◆ Tasks
1 > List every guitarist whom the Gipsy Kings text describes as playing left-handed.
2 > From the Gipsy Kings text, reproduce verbatim the passage between "Los Reyes started" and "Nicolas Reyes' voice.", inclusive.
3 > Extend the text on the Gipsy Kings beyond its final sentence.

Gipsy Kings are a band of Catalan rumba, flamenco, salsa, and pop musicians, founded in 1978 in Arles and Montpellier, in southern France, who perform mostly in Catalan but also mix in Spanish with southern French dialects. Although the group members were born in France, their parents were mostly gitanos (Spanish Romani), who fled Spain during the 1930s Spanish Civil War. They are known for bringing rumba flamenca, a pop-oriented music distantly derived from traditional flamenco and rumba genres, to a worldwide audience. They were originally known as Los Reyes.

History

Beginnings
Gipsy Kings, born in France but brought up within Spanish culture, are largely responsible for bringing the sounds of progressive pop-oriented flamenco music to a worldwide audience. The band started out in Arles, a town in southern France, during the 1970s, when brothers Nicolas and André Reyes, sons of flamenco artist Jose Reyes, teamed up with their cousins Jacques, Maurice, and Tonino Baliardo. At the time, Jose Reyes and Manitas de Plata were a duo who triggered the wider popularity of rumba flamenca. When Reyes split from Manitas de Plata, he started a group made up of his sons, which he called Los Reyes (as well as being their family name, reyes means "kings" in Spanish).

Los Reyes started out as a gypsy band, traveling around France and playing at weddings, festivals, and in the streets. Because they lived so much like gypsies, the band adopted the name Gipsy Kings. Later, they were hired to add color to upper-class parties in such places as Saint-Tropez, but their first two albums attracted little notice. At this point, the Gipsies played traditional flamenco invigorated by Tonino Baliardo's guitar playing and Nicolas Reyes' voice.

The Gipsy King lineup featured a combination of left and right-handed guitarists; three of the Reyes brothers (Nicolas, André, and Patchai) play guitar left-handed, and play left-hand (and sometimes right-hand) guitars that are strung for right-handers (i.e., with the low "E" string on the bottom), while Diego Baliardo plays a left-handed guitar that is strung for left hand (i.e., with the low "E" string on the top). Together with right-handers Canut and Paul Reyes, and Paco Baliardo, these guitarists focus on delivering the strong underpinning rhythms while the more complex leads are performed by the right-handed and conventionally styled Tonino Baliardo.

Success
Gipsy Kings became popular with their self-titled third album, released in 1987 (1989 in the United States), which included the songs "Djobi Djoba", "Bamboléo", and the ballad "Un Amor". The record spent forty weeks on the US charts, one of few Spanish-language albums to do so.

◆ Given records
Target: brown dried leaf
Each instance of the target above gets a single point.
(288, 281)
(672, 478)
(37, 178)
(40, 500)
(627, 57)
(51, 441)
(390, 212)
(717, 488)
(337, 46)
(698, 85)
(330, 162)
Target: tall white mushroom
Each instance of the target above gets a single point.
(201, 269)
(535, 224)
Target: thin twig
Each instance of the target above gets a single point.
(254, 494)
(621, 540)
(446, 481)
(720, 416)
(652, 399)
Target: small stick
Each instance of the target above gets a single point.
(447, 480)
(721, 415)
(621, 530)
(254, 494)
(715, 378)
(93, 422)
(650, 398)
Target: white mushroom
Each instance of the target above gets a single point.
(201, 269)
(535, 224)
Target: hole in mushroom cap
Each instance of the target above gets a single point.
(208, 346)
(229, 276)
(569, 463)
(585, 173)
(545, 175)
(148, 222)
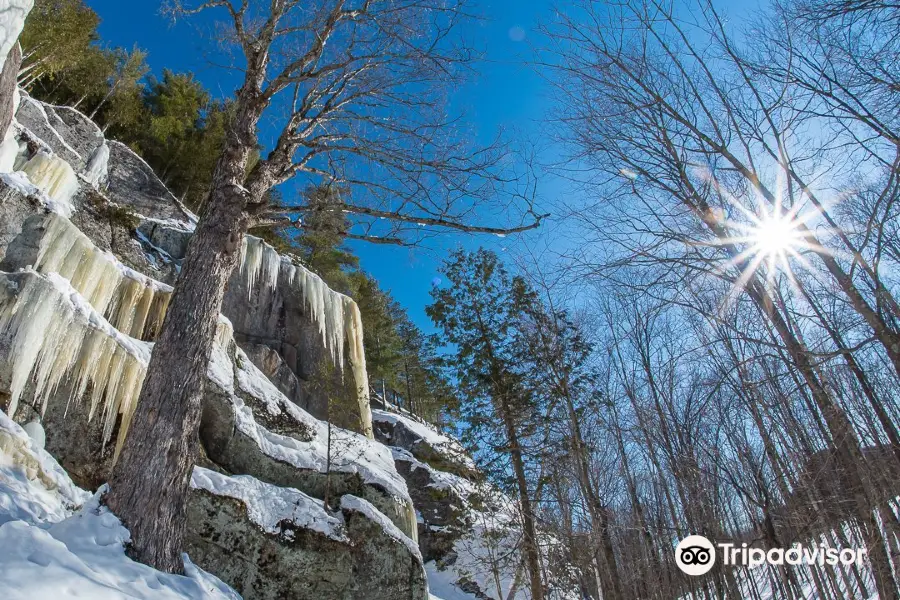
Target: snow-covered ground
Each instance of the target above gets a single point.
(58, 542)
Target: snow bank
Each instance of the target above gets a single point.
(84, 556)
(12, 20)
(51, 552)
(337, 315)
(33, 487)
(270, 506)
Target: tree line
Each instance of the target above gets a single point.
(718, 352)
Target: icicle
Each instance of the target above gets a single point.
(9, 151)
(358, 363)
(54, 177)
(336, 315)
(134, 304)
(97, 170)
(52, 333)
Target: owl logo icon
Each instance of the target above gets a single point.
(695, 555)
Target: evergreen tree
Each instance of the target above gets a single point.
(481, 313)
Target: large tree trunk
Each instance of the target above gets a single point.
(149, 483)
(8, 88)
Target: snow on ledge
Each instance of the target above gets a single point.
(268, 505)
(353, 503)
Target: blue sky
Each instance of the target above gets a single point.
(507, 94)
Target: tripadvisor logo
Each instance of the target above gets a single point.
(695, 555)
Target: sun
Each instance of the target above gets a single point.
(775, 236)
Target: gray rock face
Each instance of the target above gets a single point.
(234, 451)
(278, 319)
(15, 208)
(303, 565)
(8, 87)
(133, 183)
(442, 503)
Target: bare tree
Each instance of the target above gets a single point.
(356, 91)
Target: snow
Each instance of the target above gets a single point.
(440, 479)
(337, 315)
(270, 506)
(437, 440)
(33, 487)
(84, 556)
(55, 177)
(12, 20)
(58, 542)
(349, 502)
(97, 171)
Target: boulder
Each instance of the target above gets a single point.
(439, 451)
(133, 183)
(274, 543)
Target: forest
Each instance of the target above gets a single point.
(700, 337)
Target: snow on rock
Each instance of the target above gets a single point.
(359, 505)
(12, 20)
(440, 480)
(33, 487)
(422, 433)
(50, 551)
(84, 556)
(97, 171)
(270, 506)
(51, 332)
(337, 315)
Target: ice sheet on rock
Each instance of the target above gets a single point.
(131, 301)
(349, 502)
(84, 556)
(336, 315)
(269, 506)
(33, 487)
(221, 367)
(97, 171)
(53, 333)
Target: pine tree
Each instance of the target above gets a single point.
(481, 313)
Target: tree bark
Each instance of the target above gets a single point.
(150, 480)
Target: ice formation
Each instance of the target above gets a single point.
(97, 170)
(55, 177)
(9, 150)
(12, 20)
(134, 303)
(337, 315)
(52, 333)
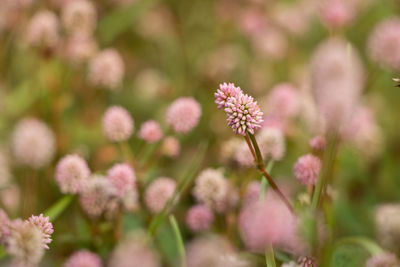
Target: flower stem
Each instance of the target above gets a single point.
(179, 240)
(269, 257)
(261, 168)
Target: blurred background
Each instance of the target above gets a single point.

◆ Responses
1 > Nicolas Reyes, André Reyes, Patchai Reyes, Diego Baliardo

2 >
Los Reyes started out as a gypsy band, traveling around France and playing at weddings, festivals, and in the streets. Because they lived so much like gypsies, the band adopted the name Gipsy Kings. Later, they were hired to add color to upper-class parties in such places as Saint-Tropez, but their first two albums attracted little notice. At this point, the Gipsies played traditional flamenco invigorated by Tonino Baliardo's guitar playing and Nicolas Reyes' voice.

3 >
The band covered "I've Got No Strings" for the 1991 Disney Records direct-to-video album Simply Mad About the Mouse: A Musical Celebration of Imagination. Their cover version of "Hotel California" was an example of fast flamenco guitar leads and rhythmic strumming; it was featured in the 1998 Coen Brothers' movie, The Big Lebowski. 

The 2010 film Toy Story 3 featured their rendition of "You've Got a Friend in Me" in a Spanish-language version, titled "Hay un Amigo en Mi", and the group performed it in a recognizable flamenco style. "Bamboleo" was featured in a grocery store scene in the 2016 film Sing.

The band have been criticised by flamenco purists, but Nicolas Reyes has said in an interview that the flamenco world is not in great shape itself and that the band are proud of their success. Their 1997 album Compas, however, contains more traditional flamenco music.

Solo projects

Some of the individual members of the band have put out their own albums. In 1988, Canut Reyes released his solo project, titled Boléro. He has since released a second album, titled Gitano. André Reyes recorded an album in 1992, but never released it officially. Unlicensed copies were acquired by fans and released online. Tonino Baliardo released his own instrumental album in 2001, titled Essences, re-issuing it in 2003.

In 2022, Nicolas Reyes and Moroccan musician Saad Lamjarred collaborated to pay tribute to King Mohammed VI for the occasion of 30 July's Throne Day, releasing a song called "Viva El Rey Habibna".

Collaborations and covers

Gipsy Kings have collaborated with many musical artists, including with Joan Baez on "Speaking of Dreams", performed with her in 1990. They recorded a cover of the Doobie Brothers' "Long Train Running" with Bananarama, under the pseudonym "Alma de Noche", which was included on a 2013 re-issue of the girl band's 1991 album, Pop Life. They recorded a cover of Frank Sinatra's "My Way" with Francis Cabrel in 1993 as well as the song "Get Up!" with Captain Jack, from the 1999 album The Captain's Revenge. They also published a cover of Bob Marley's "One Love" with his son Ziggy in 2001.

Band members
Gipsy Kings originally consisted of two parent families: Reyes and Baliardo. The Reyes brothers, sons of Jose Reyes, are nephews of Manitas de Plata, while the Baliardo brothers are his sons.
 Nicolas Reyes – founder, lead singer
 François (Canut) Reyes – vocals, guitar
 André Reyes – vocals, guitar
 Patchai Reyes – vocal, guitar
 Pablo (Paul) Reyes – guitar
 Tonino Baliardo – founder, lead guitarist
 Diego Baliardo – guitar
 Paco Baliardo – guitar

Chico Bouchikhi, co-founder of the group, a son-in-law of Jose Reyes, was also a member but left after the 1989 album Mosaïque to create his own band, Chico & the Gypsies.

As of 2015, only founding members Nicolas Reyes and Tonino Baliardo remain in the Gipsy Kings lineup; tour promotional notices bill them as "The Gipsy Kings (featuring Nicolas Reyes and Tonino Baliardo)".

Discography

 Allegria (1982)
 Luna de Fuego (1983)
 Gipsy Kings (1987)
 Mosaïque (1989)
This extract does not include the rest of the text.